[Dataset records]
──────────
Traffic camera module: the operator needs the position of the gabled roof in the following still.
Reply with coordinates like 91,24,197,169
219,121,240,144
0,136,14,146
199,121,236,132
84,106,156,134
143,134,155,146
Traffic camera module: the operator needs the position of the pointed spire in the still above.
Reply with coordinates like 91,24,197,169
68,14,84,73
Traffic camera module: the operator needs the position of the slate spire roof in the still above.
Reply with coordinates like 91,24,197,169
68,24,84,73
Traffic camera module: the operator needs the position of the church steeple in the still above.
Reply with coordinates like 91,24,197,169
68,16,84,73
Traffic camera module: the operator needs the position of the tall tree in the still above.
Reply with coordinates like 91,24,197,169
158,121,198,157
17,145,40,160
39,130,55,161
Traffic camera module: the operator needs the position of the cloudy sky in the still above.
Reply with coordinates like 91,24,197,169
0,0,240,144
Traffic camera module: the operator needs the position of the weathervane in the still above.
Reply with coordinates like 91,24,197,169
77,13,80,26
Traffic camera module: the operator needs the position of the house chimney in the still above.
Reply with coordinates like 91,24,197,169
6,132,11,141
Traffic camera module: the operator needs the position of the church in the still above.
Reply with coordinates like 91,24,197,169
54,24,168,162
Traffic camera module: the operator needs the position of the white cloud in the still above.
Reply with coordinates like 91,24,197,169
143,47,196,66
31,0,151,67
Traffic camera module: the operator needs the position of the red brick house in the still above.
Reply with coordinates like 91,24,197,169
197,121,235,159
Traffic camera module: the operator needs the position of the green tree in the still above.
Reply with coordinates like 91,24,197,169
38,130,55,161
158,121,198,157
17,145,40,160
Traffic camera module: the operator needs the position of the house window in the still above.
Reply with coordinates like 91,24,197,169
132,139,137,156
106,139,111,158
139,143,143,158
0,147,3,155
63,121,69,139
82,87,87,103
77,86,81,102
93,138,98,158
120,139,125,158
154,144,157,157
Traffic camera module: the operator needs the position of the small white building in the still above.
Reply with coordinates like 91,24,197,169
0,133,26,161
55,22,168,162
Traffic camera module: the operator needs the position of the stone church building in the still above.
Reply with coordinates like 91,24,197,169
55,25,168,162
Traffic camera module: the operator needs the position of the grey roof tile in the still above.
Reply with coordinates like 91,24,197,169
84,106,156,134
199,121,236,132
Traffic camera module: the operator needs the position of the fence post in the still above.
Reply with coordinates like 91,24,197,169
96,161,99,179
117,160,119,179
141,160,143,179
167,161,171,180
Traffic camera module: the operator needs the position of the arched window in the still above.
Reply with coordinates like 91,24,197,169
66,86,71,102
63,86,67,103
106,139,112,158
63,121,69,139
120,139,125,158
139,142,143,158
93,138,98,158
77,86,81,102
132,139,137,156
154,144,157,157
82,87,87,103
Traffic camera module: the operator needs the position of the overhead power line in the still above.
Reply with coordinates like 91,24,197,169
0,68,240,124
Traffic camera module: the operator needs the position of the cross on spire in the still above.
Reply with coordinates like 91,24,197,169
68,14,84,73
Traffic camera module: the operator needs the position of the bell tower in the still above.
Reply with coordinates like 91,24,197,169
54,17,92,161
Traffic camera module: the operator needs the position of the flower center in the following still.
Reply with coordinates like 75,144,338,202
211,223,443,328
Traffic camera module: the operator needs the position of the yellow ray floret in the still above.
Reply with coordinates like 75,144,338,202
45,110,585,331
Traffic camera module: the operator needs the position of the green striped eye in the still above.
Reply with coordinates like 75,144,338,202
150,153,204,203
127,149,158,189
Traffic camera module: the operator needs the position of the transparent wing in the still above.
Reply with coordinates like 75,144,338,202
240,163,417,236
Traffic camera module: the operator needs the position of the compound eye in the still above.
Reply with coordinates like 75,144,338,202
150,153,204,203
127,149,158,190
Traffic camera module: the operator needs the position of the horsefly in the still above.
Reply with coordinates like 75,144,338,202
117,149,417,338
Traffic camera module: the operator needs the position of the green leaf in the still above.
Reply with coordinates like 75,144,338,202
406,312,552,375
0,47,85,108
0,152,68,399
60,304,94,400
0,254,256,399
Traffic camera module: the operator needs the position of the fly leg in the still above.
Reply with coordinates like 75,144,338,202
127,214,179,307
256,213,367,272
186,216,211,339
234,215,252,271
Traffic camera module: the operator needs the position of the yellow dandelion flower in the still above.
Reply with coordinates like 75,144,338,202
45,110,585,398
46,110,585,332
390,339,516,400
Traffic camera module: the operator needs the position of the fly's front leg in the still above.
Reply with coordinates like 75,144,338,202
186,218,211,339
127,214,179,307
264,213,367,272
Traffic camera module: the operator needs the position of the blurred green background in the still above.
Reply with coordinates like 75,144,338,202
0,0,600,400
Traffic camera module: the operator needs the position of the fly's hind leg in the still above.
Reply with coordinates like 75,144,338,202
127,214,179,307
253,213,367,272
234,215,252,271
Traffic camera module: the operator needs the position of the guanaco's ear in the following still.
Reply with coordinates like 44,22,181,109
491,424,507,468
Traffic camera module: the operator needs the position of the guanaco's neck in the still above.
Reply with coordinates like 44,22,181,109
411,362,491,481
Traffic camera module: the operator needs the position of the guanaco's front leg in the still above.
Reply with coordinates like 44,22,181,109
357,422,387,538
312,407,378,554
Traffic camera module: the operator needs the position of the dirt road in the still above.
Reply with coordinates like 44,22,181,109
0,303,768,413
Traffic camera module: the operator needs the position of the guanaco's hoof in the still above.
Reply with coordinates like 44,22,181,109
──────────
Rewrite everything from the start of the records down to the line containing "68,24,84,73", swapping "operator" for "dispatcher" and keeping all else the same.

Traffic camera module: the dispatcher needs the position of the gabled roof in the following still.
Reply with coordinates like 91,24,197,169
219,121,240,144
0,136,14,146
199,121,236,132
84,106,156,134
143,134,155,146
Traffic camera module: the dispatcher needs the position of the pointed spire in the still above.
Reply with coordinates like 91,24,197,169
68,14,84,73
Traffic camera module: the dispatcher needs the position of the slate spire roof in the still above.
Reply with coordinates like 91,24,197,169
68,24,84,73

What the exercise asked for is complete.